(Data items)

━━━━

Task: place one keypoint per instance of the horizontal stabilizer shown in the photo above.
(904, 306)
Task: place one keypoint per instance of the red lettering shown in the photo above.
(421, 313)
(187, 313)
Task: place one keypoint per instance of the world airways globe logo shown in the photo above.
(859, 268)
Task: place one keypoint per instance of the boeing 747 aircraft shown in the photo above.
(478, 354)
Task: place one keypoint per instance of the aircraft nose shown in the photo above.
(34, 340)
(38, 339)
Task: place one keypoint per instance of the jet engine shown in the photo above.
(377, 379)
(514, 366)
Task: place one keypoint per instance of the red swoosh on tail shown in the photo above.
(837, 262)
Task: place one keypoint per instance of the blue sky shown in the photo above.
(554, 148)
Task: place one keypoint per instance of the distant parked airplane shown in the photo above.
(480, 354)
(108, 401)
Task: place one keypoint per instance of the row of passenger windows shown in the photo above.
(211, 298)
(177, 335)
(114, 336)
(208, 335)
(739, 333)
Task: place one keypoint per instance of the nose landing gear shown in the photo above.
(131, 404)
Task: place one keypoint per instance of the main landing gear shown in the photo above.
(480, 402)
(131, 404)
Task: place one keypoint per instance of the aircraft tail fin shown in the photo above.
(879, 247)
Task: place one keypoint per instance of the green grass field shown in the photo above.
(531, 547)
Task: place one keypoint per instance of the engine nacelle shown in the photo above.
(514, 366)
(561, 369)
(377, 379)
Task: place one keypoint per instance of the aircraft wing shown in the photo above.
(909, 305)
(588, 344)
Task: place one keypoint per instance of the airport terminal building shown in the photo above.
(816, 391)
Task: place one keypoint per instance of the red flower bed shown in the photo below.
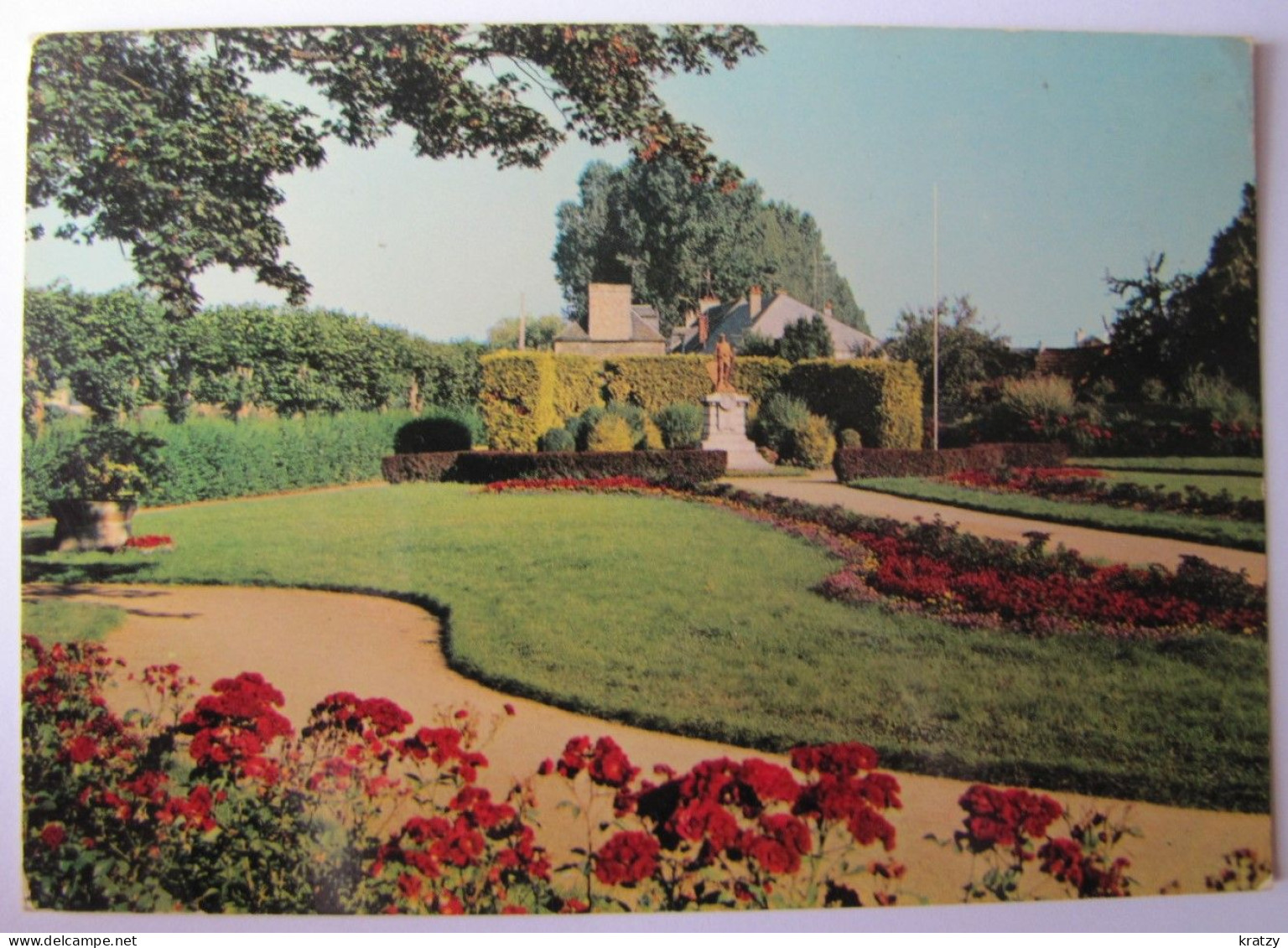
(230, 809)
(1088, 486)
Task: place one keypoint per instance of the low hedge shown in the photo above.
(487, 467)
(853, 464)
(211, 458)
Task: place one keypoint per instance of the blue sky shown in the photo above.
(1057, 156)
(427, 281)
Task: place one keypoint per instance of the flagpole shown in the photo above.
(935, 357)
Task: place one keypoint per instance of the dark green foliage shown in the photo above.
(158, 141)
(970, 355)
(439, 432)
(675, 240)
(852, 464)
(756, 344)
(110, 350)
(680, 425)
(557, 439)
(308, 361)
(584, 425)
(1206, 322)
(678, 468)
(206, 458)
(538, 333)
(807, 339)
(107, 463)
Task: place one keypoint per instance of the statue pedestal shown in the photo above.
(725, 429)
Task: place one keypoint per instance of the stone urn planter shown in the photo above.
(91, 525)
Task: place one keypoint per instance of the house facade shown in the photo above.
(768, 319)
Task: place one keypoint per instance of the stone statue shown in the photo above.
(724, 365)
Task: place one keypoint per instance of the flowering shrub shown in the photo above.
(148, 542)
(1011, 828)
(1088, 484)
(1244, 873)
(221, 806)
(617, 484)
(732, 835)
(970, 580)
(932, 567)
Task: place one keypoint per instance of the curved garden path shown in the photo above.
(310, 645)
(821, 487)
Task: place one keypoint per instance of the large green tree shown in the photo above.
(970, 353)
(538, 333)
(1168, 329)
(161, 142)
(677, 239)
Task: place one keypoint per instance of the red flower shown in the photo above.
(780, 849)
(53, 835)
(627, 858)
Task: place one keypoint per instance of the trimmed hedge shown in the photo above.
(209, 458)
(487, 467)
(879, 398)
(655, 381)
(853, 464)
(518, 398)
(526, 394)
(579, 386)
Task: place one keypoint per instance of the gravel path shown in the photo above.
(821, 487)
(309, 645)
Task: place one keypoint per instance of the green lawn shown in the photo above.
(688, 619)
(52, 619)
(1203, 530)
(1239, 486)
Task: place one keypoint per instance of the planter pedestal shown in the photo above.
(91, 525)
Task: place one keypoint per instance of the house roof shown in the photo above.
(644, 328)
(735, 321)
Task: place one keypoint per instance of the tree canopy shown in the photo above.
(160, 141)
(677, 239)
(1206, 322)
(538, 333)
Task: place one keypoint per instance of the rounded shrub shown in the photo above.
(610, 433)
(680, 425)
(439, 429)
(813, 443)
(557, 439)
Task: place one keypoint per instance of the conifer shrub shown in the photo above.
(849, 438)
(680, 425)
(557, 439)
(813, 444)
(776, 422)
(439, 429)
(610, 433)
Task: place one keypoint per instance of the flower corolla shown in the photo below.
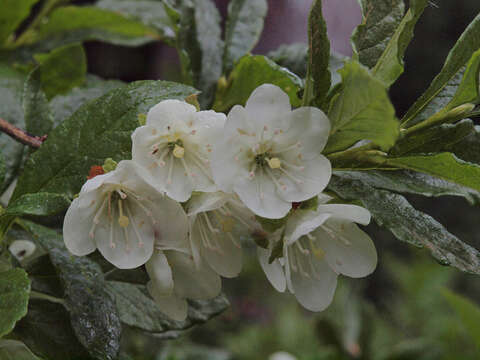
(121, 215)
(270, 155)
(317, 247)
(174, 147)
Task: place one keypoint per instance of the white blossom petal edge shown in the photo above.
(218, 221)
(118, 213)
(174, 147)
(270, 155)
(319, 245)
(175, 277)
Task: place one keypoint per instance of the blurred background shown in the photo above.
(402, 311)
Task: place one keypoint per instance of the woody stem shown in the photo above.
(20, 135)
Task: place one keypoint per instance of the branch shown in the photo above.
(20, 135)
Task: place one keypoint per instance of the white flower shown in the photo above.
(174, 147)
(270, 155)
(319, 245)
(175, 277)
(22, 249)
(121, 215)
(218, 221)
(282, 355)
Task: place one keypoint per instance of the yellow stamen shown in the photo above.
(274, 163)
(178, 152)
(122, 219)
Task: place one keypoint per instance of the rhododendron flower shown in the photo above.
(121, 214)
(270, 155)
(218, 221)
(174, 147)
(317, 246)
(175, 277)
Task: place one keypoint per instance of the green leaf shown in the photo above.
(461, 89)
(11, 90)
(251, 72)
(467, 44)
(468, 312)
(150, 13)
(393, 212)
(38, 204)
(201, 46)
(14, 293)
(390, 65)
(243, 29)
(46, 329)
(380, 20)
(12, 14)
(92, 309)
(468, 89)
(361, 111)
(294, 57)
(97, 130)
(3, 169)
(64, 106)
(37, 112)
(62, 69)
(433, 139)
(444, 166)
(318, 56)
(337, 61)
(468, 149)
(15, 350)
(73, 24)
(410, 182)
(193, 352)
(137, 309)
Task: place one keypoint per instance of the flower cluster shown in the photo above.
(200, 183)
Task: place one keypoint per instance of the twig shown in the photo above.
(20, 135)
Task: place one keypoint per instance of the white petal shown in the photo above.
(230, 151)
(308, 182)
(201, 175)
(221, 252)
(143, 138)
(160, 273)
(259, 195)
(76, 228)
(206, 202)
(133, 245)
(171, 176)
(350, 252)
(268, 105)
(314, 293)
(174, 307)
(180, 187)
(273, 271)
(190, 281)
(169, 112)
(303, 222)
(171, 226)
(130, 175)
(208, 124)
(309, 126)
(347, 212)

━━━━

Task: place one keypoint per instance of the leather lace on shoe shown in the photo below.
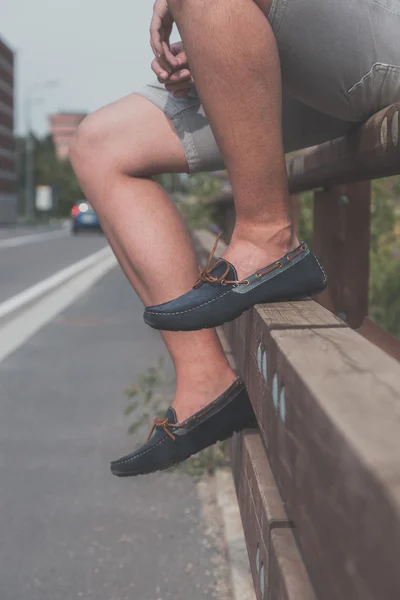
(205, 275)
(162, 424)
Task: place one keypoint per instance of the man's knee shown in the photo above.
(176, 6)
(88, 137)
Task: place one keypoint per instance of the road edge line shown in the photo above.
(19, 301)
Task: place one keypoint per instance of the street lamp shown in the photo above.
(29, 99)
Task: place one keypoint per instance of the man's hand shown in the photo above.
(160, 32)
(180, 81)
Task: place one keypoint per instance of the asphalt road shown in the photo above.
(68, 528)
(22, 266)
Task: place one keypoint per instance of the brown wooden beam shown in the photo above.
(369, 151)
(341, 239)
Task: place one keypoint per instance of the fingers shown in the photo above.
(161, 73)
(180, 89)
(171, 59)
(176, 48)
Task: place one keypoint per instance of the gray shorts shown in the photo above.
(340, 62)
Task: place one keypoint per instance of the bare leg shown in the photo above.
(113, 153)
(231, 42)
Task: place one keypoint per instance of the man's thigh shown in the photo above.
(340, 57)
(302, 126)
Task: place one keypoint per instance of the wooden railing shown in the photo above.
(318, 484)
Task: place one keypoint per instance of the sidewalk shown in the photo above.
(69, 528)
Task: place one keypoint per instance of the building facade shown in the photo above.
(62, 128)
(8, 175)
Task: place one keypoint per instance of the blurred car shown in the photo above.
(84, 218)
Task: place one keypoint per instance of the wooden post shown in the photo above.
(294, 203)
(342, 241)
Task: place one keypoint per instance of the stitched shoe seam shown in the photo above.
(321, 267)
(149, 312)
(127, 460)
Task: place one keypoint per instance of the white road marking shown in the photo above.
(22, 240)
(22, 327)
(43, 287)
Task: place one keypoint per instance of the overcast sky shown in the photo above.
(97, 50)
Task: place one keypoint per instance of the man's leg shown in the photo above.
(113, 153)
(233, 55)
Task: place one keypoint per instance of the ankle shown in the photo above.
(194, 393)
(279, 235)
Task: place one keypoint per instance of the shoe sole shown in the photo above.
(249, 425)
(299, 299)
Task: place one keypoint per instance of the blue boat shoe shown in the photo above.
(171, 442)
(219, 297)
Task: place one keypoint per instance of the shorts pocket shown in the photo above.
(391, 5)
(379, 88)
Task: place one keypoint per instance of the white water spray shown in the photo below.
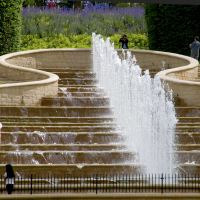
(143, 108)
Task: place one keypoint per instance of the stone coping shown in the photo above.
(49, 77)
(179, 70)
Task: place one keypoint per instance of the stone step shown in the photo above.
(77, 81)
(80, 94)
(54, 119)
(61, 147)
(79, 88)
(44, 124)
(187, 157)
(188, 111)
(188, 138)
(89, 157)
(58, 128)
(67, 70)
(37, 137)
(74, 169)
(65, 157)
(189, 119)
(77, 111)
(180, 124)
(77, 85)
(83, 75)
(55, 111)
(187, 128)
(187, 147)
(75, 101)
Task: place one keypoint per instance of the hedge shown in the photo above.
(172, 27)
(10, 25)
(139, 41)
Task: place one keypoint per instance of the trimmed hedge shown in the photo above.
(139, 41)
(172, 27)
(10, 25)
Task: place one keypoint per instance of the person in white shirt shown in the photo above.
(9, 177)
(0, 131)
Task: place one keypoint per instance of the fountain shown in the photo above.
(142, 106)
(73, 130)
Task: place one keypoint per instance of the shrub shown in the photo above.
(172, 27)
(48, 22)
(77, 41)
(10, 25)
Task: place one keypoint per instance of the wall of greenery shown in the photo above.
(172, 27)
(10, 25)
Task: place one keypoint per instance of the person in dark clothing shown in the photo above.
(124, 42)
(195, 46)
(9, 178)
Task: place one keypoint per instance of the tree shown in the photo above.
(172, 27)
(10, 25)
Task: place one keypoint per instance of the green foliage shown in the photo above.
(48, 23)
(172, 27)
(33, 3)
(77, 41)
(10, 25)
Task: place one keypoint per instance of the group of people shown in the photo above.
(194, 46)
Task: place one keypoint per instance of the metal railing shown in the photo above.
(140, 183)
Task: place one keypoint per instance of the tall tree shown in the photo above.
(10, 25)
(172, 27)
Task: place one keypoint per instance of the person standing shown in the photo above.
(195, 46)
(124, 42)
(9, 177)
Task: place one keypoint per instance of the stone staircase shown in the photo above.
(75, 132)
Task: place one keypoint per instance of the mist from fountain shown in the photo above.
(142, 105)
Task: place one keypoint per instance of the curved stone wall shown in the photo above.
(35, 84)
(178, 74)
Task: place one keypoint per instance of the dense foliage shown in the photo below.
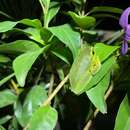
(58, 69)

━━━━

TASK DESCRIPTION:
Locate every line in the listing above that contains the word "foliage", and copy each such line in full. Matching is case-sensitive.

EXERCISE SOLUTION:
Task: place one keypoint per instance of the dark green foliage shown in the photo above.
Task: place one keypoint per instance of the green foliage shown in the photo above.
Task: place one keypoint per instance of the dense foliage shown in the photo below.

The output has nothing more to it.